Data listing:

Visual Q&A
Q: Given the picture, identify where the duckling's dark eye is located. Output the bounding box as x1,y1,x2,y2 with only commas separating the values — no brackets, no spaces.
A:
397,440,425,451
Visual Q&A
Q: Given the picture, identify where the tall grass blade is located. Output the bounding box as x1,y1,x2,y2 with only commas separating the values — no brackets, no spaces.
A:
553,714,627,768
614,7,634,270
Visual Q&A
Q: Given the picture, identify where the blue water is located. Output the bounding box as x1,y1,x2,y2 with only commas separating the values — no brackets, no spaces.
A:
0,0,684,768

→ Task to complete
Output the lines of the data listing verbatim, from its first line through the line containing "614,7,634,270", inclusive.

→ The solution
Visual Q&A
Q: Given the picture, identify where the duckling's dark eye is located. Output the bounding box as x1,y1,x2,y2 with only commas separating the values — no brackets, no spaces.
A:
397,440,425,451
Visual Q&A
Q: Given the picture, identify where the tall grass blade is located. Output the bounding box as x1,y1,x2,y2 with only commas separating the values — no brackets, no spaces.
A:
553,714,627,768
614,7,634,270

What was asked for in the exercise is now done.